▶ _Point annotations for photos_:
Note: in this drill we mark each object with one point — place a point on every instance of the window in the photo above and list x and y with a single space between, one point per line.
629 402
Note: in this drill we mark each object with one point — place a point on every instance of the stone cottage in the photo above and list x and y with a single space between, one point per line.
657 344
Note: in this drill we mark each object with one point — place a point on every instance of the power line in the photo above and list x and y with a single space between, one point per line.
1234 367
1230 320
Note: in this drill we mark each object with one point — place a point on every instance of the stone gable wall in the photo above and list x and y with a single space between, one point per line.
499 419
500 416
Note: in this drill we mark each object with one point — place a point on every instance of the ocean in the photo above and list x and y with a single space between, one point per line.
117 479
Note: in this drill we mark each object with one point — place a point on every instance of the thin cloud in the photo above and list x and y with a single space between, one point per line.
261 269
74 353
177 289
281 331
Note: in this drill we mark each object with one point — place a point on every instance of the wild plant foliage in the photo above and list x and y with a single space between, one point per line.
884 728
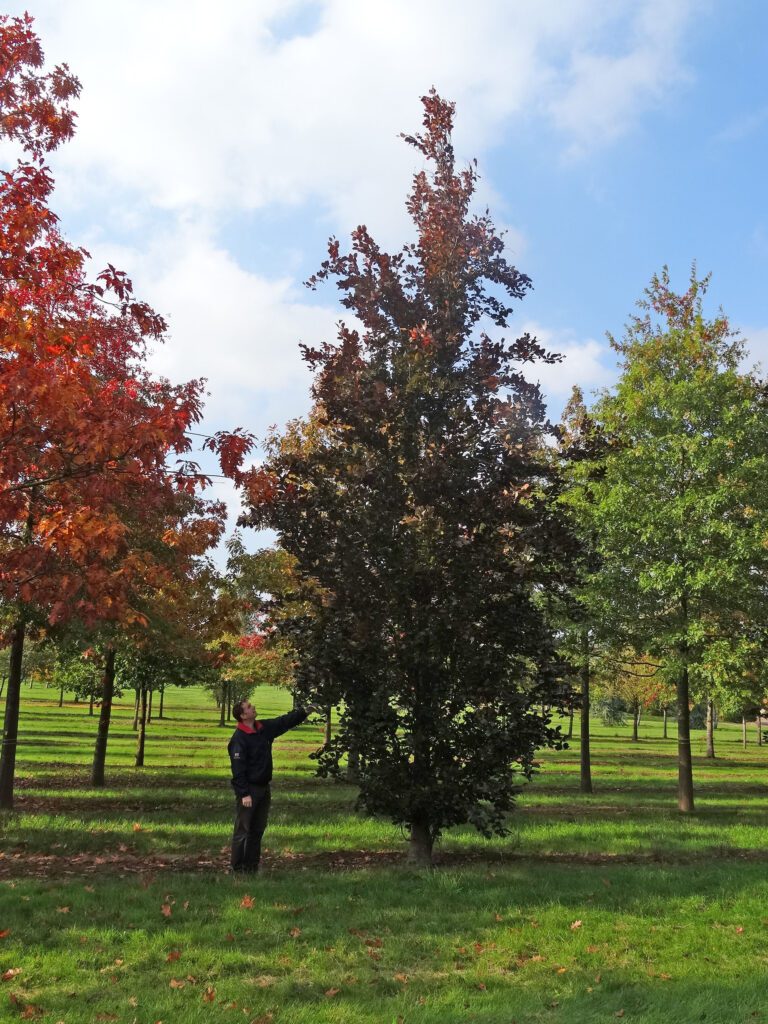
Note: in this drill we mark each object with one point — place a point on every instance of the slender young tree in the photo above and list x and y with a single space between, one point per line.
421 508
681 509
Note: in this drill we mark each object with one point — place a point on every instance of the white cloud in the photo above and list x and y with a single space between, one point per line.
202 110
585 361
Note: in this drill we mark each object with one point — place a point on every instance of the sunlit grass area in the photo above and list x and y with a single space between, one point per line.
115 905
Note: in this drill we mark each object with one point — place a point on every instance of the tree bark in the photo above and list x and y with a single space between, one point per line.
586 761
685 763
10 723
711 729
108 693
420 846
139 762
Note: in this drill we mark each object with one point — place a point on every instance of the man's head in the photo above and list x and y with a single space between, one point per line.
244 712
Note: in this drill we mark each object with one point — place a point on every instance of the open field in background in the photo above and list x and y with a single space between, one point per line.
594 908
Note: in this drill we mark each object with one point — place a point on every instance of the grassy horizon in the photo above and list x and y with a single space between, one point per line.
598 907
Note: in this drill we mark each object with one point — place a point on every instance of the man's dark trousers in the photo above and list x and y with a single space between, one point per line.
250 823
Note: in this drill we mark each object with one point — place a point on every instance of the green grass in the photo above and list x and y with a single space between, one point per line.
594 908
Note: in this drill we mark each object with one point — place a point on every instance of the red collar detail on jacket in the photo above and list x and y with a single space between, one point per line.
247 728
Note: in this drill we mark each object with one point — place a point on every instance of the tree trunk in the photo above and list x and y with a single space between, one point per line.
353 765
10 724
420 847
685 764
586 783
108 693
711 729
139 762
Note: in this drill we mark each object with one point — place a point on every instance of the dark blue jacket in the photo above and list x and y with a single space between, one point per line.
251 752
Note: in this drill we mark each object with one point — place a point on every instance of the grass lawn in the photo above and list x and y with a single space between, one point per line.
115 905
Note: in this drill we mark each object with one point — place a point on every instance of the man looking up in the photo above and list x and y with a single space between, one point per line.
251 758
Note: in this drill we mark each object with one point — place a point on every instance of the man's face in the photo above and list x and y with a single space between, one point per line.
248 714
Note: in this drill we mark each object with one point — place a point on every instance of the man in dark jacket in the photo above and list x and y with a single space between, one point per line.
251 757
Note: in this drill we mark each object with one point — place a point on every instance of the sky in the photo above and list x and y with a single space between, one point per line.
219 146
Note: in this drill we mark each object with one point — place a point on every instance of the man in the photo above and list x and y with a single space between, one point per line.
251 757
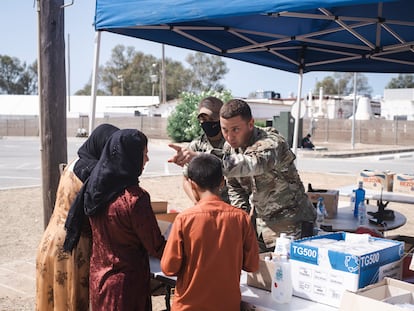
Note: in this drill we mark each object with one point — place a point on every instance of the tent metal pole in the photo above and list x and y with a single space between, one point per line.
298 114
94 84
353 114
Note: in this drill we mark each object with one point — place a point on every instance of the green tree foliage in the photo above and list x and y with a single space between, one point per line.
207 71
183 125
17 77
342 84
403 81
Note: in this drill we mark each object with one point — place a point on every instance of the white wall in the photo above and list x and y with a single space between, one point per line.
398 102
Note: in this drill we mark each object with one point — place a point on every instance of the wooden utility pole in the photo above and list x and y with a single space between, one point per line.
52 98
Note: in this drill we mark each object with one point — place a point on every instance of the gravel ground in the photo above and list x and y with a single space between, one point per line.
21 227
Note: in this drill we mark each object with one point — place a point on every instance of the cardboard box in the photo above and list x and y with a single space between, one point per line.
376 180
324 266
403 183
262 278
382 296
330 198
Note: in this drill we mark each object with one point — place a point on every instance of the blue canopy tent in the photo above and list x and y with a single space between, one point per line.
291 35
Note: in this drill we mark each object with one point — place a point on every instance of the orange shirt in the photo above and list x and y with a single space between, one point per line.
207 248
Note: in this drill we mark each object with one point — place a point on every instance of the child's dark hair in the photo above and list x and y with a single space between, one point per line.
205 170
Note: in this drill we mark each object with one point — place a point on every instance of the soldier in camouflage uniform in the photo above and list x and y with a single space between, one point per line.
211 141
262 177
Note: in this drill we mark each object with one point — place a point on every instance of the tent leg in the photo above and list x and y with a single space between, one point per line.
297 117
353 115
94 84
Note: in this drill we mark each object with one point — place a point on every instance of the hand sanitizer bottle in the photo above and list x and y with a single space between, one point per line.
282 290
359 196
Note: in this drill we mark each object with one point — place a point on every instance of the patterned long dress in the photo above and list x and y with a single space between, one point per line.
62 279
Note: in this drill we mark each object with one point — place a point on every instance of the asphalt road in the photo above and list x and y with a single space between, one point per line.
20 164
20 160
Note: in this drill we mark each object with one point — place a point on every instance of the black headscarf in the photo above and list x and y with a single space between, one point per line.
119 167
89 154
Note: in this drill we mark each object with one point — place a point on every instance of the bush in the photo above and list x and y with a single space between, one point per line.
183 125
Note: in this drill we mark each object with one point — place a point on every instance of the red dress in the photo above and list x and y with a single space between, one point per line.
124 236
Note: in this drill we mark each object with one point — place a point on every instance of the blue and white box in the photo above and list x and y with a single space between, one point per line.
324 266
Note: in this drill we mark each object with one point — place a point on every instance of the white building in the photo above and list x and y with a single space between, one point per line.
398 104
28 105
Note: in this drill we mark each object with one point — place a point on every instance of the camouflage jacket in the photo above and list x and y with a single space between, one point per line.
202 144
263 176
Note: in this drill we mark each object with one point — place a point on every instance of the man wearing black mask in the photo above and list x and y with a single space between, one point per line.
211 141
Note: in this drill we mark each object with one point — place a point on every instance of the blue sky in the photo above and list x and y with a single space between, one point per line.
18 38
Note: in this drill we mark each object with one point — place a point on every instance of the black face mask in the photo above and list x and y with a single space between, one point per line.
211 128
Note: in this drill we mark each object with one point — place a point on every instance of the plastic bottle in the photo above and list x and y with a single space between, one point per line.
362 214
282 246
352 199
282 290
320 213
359 196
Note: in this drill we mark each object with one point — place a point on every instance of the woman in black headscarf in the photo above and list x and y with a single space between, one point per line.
124 228
61 277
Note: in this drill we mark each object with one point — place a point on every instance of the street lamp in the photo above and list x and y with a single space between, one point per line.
121 80
154 78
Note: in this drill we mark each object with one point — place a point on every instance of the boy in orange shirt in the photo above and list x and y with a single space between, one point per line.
209 244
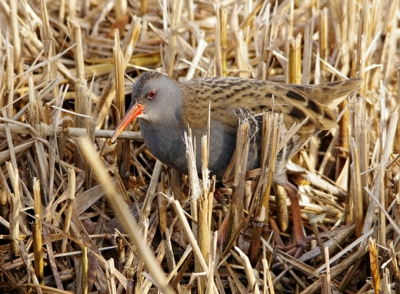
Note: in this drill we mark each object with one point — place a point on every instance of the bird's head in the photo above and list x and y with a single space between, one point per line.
155 99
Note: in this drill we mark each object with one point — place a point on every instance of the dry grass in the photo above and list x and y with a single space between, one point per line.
63 87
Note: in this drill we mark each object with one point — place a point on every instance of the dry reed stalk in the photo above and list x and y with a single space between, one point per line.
128 46
294 62
37 233
239 181
126 219
373 255
123 148
323 33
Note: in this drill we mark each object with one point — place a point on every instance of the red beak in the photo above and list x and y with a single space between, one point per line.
133 112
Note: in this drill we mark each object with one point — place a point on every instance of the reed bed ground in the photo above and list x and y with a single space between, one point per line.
81 215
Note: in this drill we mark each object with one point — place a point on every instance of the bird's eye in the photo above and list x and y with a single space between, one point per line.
152 94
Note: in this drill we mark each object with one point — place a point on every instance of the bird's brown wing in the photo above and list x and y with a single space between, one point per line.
229 98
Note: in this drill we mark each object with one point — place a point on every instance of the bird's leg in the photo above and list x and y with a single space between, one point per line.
298 233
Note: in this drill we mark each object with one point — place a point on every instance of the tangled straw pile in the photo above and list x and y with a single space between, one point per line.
62 92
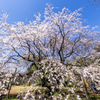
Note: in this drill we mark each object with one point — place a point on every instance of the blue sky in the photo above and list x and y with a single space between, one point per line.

▶ _Your task_: Only the lines from the one that contains "the bird's leg" to the end of the records, inclusive, are to be quoted exactly, with pictures excluded.

▶ _Task output_:
Note: in this drill we mark each object with one point — place a point on every instance of the bird's leg in the photo above and list x and y with a single space between, one point per line.
298 233
Note: in this drill we mark each object with one point — place a point on every instance of the tangled straw pile in the photo above and list x and y with a single space between, one point per line.
62 92
Note: in this drill we mark each object with one point — place a point on every instance of the blue sky in the photo above and list x and y with a single space between, one point per line.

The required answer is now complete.